PAGE -

* start *

# foobar2000 + milkdrop/avs together at last



## manaox2

I may just be excited that I've finally found a way to do this, but in the off chance that anyone is still using foobar2000 and interested in having pretty colored pixels move to their music on their PC, here is how I got milkdrop and other nullsoft visualizations working with foobar2000 seamlessly. Its a truly great thing to have for a windows based htpc and is part of many htpc packages like XBMC. Now you can have the sound quality and the visualization together.

 If you haven't heard of milkdrop before, it is a highly capable visualization with literally hundreds of different presets out there for it. I really missed this visualizer when I switched from Winamp to foobar2000 for better quality and less bloat years ago and works well with multiple monitors. I've tested this myself on XP pro and Windows7 64.

 First, you need to download the foo_vis_shpeck wrapper plugin and extract it to your foobar2000/components directory in your program files (C:\Program Files or C:\Program Files(x86) if you have 64 bit).

 Download here: http://yirkha.fud.cz/progs/foobar2000/foo_vis_shpeck-0.3.7.zip

 Second, you need to download the dummy Winamp directory from here and extract it wherever you like (I put it in the foobar2000 program directory). You may need to download 7zip extractor to extract the files.

* end *

CHALLENGES -
• a. Shorten the paragraph of the foobar2000 visualization post that begins "First, you need to download" into a brief list of steps, keeping its key facts.
• b. According to the foobar2000 visualization post, which operating systems did the author test this setup on?
• c. Carry on the foobar2000 visualization post from its final sentence.

MATERIAL -

* start *

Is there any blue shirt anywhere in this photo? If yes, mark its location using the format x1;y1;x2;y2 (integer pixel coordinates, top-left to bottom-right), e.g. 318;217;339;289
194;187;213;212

* end *

PER-TASK ANSWERS -
• a.
- Download the foo_vis_shpeck wrapper plugin.
- Extract it to the foobar2000/components directory under program files: C:\Program Files, or C:\Program Files(x86) on 64-bit systems.

• b. XP Pro and Windows 7 64.

• c.
 Download latest here: http://www.mediafire.com/?ybv4a39yrp4l15m

 Now start foobar2000 and enter preferences. Configure Shpeck under the visualization section by setting the directory you extracted your winamp dummy dir to and then select Milkdrop in the list of available plugins and click configure. I set my default to fullscreen, set my fullscreen settings to my desktop resolution, and, since I have a faster video card and cpu, I upped the mesh size under more settings to 96x72 (completely optional, but looks amazing). I also set a keyboard shortcut to my M key to start the visualization while in preferences.

 If you want to see the options in the visualizer, you can push the F1 key to see a list. 

 Credit goes to Yirkha on Hydrogen audio forums for creating the shpeck plugin and Nullsoft for making the visualizations available freely.


----------



## Roller

I would like to know which version of Winamp are you taking the installer folder from, as well as versions for Milkdrop and AVS.
   
  Winamp versions newer than 5.58 have a broken manifest file, at least when preparing an install folder to be used in shpeck. I'm running a very stable 5.56 install with Milkdrop 2.2, AVS2.82 and the Nullsoft 2.10 visualizers. Winamp folders of versions 5.57 and newer have broken AVS and Nullsoft visualizers, even if Milkdrop works (which is the high point of its visualizers anyway).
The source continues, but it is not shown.